▼

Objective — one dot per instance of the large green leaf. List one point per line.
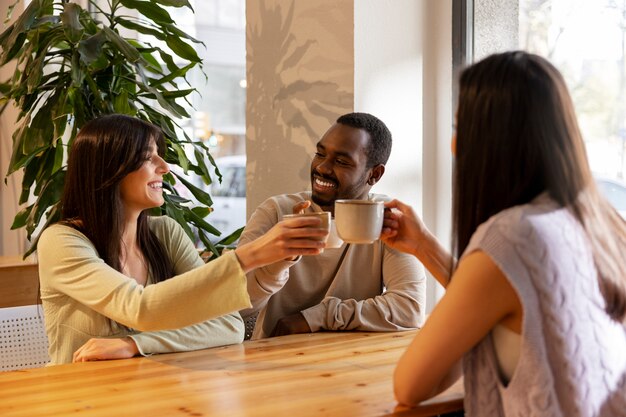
(72, 68)
(71, 22)
(175, 3)
(130, 52)
(90, 49)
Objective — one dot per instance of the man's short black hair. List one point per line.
(379, 146)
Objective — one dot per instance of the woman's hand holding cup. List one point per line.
(291, 237)
(403, 230)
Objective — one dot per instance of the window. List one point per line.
(586, 41)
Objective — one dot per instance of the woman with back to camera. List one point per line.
(115, 281)
(535, 305)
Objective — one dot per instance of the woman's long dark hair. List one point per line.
(517, 137)
(103, 153)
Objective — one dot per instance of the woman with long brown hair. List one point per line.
(534, 307)
(115, 281)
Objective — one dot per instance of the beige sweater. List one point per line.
(83, 297)
(376, 288)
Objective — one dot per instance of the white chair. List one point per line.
(23, 341)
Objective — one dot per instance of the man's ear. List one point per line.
(376, 174)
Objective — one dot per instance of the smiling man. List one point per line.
(366, 287)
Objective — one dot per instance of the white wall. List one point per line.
(388, 69)
(403, 74)
(12, 242)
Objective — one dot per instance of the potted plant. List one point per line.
(74, 65)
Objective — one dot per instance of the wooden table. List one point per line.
(321, 374)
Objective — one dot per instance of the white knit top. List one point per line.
(573, 355)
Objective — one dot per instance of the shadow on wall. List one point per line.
(286, 113)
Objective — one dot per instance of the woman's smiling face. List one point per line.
(143, 188)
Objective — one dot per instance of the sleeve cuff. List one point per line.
(143, 350)
(315, 316)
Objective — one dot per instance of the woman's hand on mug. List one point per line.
(403, 230)
(287, 239)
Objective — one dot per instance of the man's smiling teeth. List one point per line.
(323, 183)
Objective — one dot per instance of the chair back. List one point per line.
(23, 341)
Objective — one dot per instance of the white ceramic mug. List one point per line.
(359, 221)
(334, 241)
(324, 216)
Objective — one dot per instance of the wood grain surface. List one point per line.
(320, 374)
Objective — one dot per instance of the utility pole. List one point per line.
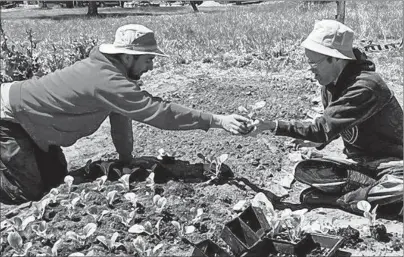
(340, 11)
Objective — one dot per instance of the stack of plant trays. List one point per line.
(247, 235)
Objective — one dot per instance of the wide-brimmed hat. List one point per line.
(133, 39)
(331, 38)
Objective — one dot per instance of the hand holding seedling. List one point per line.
(234, 123)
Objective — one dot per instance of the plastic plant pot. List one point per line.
(328, 243)
(239, 236)
(263, 247)
(255, 219)
(207, 248)
(300, 248)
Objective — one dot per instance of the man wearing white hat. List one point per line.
(359, 108)
(40, 115)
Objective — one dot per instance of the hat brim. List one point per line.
(112, 49)
(319, 48)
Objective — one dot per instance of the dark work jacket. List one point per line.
(361, 109)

▲

▶ TASK
From the line containing "Objective — one dot per instance of the plastic" through the last line of the records, output each line exactly and nothing more.

▶ ANSWER BOX
Objective — one dot per instance of the plastic plant pot. List one point per line.
(328, 243)
(239, 236)
(263, 247)
(255, 219)
(207, 248)
(300, 248)
Objective — one dot per instance of the man wearing white hat. List one point per line.
(359, 108)
(40, 115)
Objective — one dot per instance of the hat brim. List one point per line.
(112, 49)
(319, 48)
Objective — one dot per instance of the dark work jacket. List one point per line.
(361, 109)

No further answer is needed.